**Исходные строки**
----------------

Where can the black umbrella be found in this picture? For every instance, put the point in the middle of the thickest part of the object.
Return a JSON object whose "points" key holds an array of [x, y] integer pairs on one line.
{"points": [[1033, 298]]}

----------------

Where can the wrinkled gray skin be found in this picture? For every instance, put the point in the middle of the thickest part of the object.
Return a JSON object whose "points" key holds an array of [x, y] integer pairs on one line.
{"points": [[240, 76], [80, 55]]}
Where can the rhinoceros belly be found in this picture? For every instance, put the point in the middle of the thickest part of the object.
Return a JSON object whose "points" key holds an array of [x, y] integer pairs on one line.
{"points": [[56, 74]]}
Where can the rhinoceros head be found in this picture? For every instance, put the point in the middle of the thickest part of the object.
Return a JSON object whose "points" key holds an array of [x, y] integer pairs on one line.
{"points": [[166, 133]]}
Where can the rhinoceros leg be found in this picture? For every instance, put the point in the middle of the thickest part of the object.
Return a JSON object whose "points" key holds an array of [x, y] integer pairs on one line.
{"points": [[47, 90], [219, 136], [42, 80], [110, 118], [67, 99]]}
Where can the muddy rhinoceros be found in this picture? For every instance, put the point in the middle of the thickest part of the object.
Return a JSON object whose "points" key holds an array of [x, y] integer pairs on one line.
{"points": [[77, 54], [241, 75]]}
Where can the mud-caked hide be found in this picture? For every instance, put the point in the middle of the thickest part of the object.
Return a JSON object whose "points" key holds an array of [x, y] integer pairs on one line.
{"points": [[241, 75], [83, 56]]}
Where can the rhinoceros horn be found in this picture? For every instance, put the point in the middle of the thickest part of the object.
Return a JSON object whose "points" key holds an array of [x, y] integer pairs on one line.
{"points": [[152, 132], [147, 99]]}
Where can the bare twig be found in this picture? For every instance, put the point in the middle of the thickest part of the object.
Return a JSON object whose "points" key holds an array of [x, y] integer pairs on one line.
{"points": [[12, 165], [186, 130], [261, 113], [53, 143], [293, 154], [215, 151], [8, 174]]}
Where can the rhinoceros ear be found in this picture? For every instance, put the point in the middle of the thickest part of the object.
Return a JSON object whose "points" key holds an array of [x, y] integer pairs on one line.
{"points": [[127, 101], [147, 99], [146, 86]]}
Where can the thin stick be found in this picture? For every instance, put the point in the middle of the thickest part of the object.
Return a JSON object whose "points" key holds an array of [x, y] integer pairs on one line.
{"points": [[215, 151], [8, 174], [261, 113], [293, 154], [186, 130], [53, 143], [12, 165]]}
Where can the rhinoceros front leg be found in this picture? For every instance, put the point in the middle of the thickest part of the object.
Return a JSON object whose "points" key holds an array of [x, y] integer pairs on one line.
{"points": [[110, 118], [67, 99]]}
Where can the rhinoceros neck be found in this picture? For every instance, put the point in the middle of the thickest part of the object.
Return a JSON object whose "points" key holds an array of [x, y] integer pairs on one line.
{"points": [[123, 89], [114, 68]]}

----------------

**Условие задачи**
Какие строки материала выше содержат слово «twig»? Покажите каждую из них целиком.

**Ответ**
Where can the bare twig be found in this picture? For every instance, put the point in the middle of the thickest part of the object.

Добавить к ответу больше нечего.